* About this task:
Transcription, pictures excluded: write out the data below exactly.

* Source material:
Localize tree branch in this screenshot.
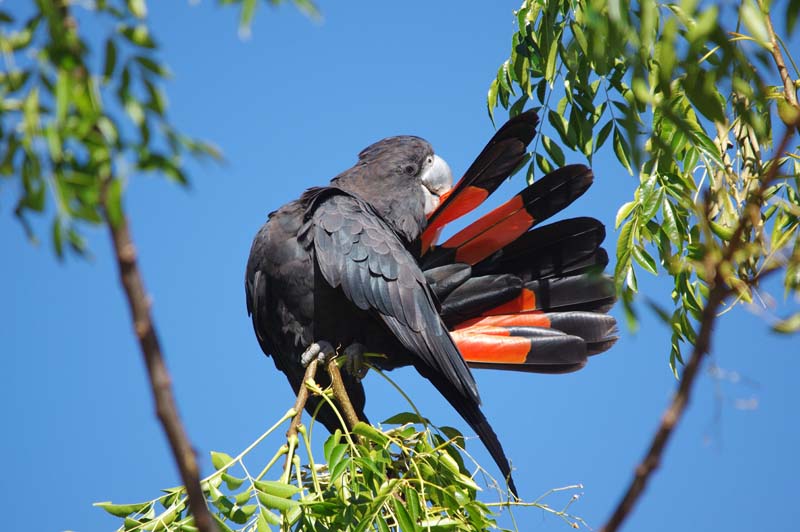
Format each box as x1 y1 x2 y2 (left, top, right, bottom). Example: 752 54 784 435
104 212 217 532
286 359 319 441
45 3 217 530
762 8 799 109
601 126 796 532
326 358 362 432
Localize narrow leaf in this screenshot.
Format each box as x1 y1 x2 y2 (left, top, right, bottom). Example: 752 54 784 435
773 312 800 334
103 38 117 82
210 451 234 470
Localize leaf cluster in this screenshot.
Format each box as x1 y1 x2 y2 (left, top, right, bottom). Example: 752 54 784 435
490 0 800 372
216 0 320 36
0 1 219 257
96 372 587 532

* Final answer:
Localize tree branch in this screenshot.
Format each box as x1 y1 x2 y2 (left, top, right, bottom). Example: 752 54 784 435
104 212 217 532
286 359 319 441
45 3 217 530
762 8 799 109
601 126 796 532
326 358 362 432
Localize narrow leaf in this screenshot.
Format each box as x1 y1 x2 y2 (left, top, right, bottom). Example: 752 54 784 435
773 312 800 334
103 38 117 82
210 451 234 470
Localize leaf cluster in this screenshot.
Format each box as x1 y1 x2 y2 (left, top, right, bottom). Example: 752 54 784 435
490 0 800 372
216 0 320 36
0 1 219 257
96 372 587 532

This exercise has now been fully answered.